Türklerin çoğunluğu, İslam’la tanışmadan önce de Tek Tanrıya inanıyordu. Arap Müellifi El Cahiz’in aktardığı şekliyle Arap Orduları kumandanı Cüneyd b. Abdurrahman ile (bize göre) Türkeş Kağanı Sulu Çor Kağan arasındaki geçen şu konuşma oldukça enteresandır:
(Türk Hakanı, sormuş olduğu hemen bütün sorulara Cüneyd’in vermiş olduğu cevaplar karşısında “İyi ve güzel. Büyük bir tedbir” dedikten sonra; “Yalancı, kovucu, saygısız (sık sık gaz kaçıran) kimse hakkında ne dersiniz?” şeklinde bir soru yöneltiyor ve Cüneyd’in; “Biz, böyle kimselere sürgün, ahaliden uzaklaştırma, hor bakma gibi cezalar veririz. Şahadetlerini kabul etmez, verdikleri hiçbir hükmü muteber saymayız” şeklindeki cevabı üzerine, -“Sadece bu mu?” diyor. Cüneyd’in; “Dinimize göre verilecek (başka) cevabımız yoktur” demesi üzerine, Türk Hakanı şöyle devam ediyor: “Bana göre kovucu, insanların arasını tutuşturan kimsedir. Böyle bir insanı, hiçbir kimseyi göremeyeceği bir yere hapsederim. Alenen yellenenin kıçını dağlar, bu hareketi yapan azasını cezalandırırım! Yalancıya gelince; sizin, hırsızın elini kestiğiniz gibi ben de onun yalan söyleyen azasını keserim! İnsanları güldürüp hafifmeşrepliğe alıştıran kimseyi ise idarem altındaki yerlerden sürgün ederim. Onu memleketimden çıkarmak suretiyle tebaamın fikirlerini ve zihniyetini düzeltirim”(6)
M.776-869 yılları arasında yaşamış olmakla, Asr-ı Saadet dönemine yakın çağlarda yaşama ve en azından Hz. Peygamber’in sahabelerini gören kişileri görme şansını yakalaması muhtemel olan (yani Taba’it Tabiîn’den olan) El-Câhiz, Türklerin karakterleri hakkında elbette Hz. Peygamber ve sahabe döneminde de bilinen şu hakikatleri söylemektedir:
“Türkler yaltaklanma, yaldızlı sözler, münafıklık, kovuculuk, yapmacık, yerme, riyâ, dostlarına karşı kibr, arkadaşlarına karşı fenalık, bid’ât nedir bilmezler. Çeşitli fikirler onları bozmamıştır. Hîle-i şeriyye ve başkalarının malını helal saymazlar…”(7)
Görüldüğü gibi el-Câhiz’in, Türklerin karakterleri hakkında söyledikleri, tamamıyla İslam’ın da yasak edip, kötü saydığı davranışlardır. Yani, El-Câhiz’in Türkler için yaptığı tanımlamalar, Allah’ın ve O’nun peygamberinin bir Müslüman’da bulunmasını salık verdiği hususiyetlerdir.

Yapılacak İşler:
1 > Türklerin karakteri üzerine yazıda Türk Hakanı'nın hangi tür kişiye hangi cezayı vereceğini söylediğini madde madde listeleyin.
2 > Türklerin karakteri üzerine yazıyı son cümlesinden sonra kaldığı yerden sürdürün.

Veri kümesi satırları:
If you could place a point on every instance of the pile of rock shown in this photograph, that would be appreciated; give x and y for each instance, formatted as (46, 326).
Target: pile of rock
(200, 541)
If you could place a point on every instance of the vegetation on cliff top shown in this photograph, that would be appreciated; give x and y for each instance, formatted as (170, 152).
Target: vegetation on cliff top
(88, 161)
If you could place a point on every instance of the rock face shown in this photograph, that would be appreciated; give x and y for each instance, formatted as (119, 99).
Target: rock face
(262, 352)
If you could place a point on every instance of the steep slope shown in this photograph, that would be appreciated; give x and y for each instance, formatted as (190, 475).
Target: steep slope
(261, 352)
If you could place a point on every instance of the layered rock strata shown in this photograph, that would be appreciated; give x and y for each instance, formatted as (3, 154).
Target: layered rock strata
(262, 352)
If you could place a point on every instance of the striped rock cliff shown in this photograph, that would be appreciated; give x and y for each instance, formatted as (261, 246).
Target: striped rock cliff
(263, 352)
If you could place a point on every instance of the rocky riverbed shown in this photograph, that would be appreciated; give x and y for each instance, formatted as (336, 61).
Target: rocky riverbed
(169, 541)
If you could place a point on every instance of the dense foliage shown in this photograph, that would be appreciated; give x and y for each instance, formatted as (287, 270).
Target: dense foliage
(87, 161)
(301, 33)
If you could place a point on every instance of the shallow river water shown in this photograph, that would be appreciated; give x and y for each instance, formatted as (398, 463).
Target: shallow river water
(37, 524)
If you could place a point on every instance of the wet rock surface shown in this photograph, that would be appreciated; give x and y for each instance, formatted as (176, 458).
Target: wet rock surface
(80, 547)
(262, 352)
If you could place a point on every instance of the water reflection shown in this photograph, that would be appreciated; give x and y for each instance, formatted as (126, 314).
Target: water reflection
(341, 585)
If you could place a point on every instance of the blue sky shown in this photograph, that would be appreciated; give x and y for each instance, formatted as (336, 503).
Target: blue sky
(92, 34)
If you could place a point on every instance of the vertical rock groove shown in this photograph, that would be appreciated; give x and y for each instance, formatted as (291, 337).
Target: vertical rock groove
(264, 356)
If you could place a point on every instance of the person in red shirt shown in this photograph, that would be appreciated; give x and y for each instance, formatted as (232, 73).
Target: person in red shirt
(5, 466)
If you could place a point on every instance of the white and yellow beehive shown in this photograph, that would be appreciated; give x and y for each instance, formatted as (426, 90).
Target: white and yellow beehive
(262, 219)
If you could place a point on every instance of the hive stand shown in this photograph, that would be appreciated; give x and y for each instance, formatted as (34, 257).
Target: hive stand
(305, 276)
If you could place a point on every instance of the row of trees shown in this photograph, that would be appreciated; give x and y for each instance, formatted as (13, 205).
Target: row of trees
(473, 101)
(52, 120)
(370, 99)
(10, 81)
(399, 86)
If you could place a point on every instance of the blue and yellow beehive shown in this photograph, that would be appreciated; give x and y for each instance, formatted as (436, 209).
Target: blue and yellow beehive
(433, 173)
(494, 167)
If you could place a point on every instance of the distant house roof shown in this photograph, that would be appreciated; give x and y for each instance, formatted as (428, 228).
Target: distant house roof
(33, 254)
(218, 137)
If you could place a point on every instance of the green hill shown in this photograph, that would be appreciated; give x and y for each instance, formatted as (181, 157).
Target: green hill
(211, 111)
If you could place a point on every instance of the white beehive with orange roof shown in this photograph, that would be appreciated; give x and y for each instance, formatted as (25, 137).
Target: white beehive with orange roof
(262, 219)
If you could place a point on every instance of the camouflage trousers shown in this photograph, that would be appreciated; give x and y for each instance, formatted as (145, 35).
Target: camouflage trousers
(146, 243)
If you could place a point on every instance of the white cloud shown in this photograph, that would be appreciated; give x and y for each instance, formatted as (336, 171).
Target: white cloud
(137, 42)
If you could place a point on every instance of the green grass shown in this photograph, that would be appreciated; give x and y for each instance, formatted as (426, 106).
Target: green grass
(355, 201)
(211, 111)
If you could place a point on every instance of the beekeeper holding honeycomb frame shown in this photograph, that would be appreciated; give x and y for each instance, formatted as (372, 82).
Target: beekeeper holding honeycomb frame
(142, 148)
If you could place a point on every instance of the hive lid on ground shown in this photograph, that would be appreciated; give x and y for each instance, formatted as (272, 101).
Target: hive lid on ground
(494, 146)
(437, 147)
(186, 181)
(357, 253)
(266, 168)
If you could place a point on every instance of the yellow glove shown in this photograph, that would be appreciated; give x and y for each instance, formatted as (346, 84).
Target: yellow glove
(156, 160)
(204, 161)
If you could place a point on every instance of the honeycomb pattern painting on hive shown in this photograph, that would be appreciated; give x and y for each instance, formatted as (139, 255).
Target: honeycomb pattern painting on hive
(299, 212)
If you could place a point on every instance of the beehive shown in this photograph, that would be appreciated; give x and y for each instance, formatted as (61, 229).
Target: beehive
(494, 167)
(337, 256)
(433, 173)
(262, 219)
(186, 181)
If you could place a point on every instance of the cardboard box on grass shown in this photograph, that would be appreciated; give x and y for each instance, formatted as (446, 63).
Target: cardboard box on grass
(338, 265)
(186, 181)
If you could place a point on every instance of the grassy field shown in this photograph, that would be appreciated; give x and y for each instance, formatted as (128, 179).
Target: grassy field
--
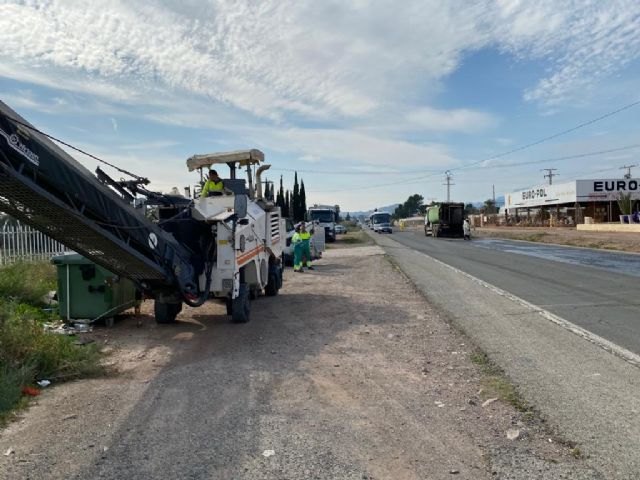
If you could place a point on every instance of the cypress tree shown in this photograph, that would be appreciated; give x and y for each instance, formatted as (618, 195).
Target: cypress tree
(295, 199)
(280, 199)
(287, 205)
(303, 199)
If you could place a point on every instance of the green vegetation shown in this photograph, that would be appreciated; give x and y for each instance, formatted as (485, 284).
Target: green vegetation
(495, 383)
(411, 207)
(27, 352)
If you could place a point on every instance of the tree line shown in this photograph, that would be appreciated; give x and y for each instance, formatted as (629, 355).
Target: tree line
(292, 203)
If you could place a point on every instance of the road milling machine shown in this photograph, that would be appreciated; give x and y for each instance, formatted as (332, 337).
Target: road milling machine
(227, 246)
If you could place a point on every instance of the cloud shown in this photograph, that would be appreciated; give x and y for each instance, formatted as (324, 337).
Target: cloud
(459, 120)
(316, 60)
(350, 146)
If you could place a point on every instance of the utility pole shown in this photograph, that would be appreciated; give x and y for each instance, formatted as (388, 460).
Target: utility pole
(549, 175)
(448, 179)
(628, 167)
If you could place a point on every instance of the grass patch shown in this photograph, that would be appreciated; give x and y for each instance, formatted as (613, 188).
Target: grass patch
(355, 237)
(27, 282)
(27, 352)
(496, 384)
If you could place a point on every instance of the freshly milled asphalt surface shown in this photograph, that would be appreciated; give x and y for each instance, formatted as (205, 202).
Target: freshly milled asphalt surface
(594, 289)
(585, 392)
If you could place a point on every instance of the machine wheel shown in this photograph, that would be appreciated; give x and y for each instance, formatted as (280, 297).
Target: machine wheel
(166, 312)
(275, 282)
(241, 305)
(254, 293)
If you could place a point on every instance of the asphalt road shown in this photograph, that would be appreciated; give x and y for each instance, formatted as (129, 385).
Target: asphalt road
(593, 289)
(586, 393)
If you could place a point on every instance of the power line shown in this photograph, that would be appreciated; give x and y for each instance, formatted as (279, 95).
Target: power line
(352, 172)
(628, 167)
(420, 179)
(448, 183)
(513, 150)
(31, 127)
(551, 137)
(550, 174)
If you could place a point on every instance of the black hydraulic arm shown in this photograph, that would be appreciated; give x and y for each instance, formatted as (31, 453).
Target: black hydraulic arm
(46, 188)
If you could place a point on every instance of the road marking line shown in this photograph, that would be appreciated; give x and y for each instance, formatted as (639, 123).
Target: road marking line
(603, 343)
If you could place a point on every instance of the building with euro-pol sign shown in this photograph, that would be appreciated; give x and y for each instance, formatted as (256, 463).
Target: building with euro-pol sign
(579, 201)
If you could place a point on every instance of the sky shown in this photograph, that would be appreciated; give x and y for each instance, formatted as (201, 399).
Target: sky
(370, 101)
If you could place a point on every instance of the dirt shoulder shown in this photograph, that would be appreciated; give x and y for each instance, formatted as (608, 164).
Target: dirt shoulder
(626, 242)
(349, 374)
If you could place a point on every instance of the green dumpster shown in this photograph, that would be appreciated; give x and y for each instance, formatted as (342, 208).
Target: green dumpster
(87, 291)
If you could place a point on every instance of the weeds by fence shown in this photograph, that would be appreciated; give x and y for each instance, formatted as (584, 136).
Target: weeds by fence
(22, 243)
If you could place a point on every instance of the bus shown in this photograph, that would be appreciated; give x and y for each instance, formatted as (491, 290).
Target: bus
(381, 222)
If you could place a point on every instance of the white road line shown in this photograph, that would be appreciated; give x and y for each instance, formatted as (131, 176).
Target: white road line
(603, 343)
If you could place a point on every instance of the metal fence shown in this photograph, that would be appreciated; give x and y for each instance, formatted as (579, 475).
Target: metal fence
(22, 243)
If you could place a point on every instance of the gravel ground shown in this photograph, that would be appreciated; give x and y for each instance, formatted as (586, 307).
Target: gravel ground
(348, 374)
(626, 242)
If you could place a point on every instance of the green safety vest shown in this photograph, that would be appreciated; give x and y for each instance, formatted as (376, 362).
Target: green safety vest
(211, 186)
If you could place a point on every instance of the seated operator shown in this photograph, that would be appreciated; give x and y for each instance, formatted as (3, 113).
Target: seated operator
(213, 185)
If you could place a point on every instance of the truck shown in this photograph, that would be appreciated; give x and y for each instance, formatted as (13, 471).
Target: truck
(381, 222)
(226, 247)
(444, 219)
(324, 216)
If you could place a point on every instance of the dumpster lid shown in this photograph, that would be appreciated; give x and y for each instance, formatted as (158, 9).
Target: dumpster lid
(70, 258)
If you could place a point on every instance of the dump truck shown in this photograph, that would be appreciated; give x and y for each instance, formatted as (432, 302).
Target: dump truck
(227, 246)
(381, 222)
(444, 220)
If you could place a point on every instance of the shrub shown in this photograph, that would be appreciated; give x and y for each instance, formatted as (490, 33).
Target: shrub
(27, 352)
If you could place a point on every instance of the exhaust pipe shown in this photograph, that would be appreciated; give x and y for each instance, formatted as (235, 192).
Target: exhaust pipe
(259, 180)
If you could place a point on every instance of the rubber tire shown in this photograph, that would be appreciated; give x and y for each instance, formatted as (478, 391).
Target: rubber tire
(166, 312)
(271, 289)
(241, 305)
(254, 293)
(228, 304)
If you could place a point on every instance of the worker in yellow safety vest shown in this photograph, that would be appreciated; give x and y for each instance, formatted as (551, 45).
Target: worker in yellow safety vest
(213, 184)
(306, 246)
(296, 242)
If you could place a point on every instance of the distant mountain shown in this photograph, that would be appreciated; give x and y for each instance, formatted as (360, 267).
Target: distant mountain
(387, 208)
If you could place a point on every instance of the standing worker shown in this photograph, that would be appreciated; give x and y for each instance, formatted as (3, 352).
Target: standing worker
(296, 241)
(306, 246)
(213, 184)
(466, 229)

Sırayla Sonuçlar:
1 >
- Kovucu: Hiçbir kimseyi göremeyeceği bir yere hapsedilir.
- Alenen yellenen: Kıçı dağlanır, bu hareketi yapan azası cezalandırılır.
- Yalancı: Yalan söyleyen azası kesilir.
- İnsanları güldürüp hafifmeşrepliğe alıştıran: İdare altındaki yerlerden sürgün edilir.

2 >
Gök Türkler üzerindeki araştırmalarıyla tanınan tarihçi Ahmet Taşağıl, Gök Türklerin hürriyete büyük önem verdikleri için insan hakları bakımından da çağdaşı olan devletlerden önde bulunuyor olmaları gerektiğinden bahisle şöyle diyor kitabında: “…Köle kelimesi hiçbir Gök Türkçe metinde geçmemektedir(8). Diğer taraftan, Bizans kaynağı Tactica da Gök Türklerin hür insanlar olduğundan bahsetmektedir”(9).
Bunun sadece bir anlamı vardır, o da Türklerin, zaten bir tür “Tevhid Dini” olan “Gök Tengri” dinine mensup olmakla, İslam’ın özünü teşkil eden bu tür davranış kalıplarını, İslam’dan çok önceki devirlerden beri yaşıyor ve yaşatıyor olmalarıdır. Yani Türkler, senin sandığın gibi Şamanist değildi; Şamanizm, daha çok Moğollara ait bir inanç sistemidir. Türklerde Kam geleneği vardır ki; Prof. Dr. Ahmet Taşağıl’ın aktardığına göre; kadınlar da kam olabiliyordu ve bunlar daha çok şifacı olarak biliniyordu toplumda.
Bu gelenek “Ocak Geleneği” adı altında halen yaşar Anadolu’da ki; bizim aile de ocaktır. Hem benim kendi ailem, hem de eşimin ailesi ocaktır mesela. Bizim ailede, bazı hastalıkları tedavi eden kadınlar vardır ki; merhum kayınvaliden, bazı cilt hastalıklarına okur üfler, arpa ve buğdayla çizerdi. Kurşun dökme merasime tabi idi. Kurşunun eritildiği ateş en az 7 ayrı evden toplanırdı. Bir akrabamız sarılığa yakalanmış küçük çocukları tedavi ederdi mesela.
Türklerdeki Gök Tengri, yani Semavi Tanrı inancını Kur’an’da geçen “Biz her millete bir peygamber gönderdik.” (10) ve “Biz bir Peygamber göndermedikçe, hiç kimseye azab edecek değiliz.”(11) ayetleriyle birlikte düşünmek gerekiyor. Yani Yüce Allah, her millete olduğu gibi, mutlaka zamanın birinde Türklere de peygamber göndermişti ve Gök Tengri inancı, o peygamberin getirdiği ilahi mesajı kalıntıları olarak, İslam’ın geldiği tarihlerde Türkler arasında hâlâ yaşıyordu.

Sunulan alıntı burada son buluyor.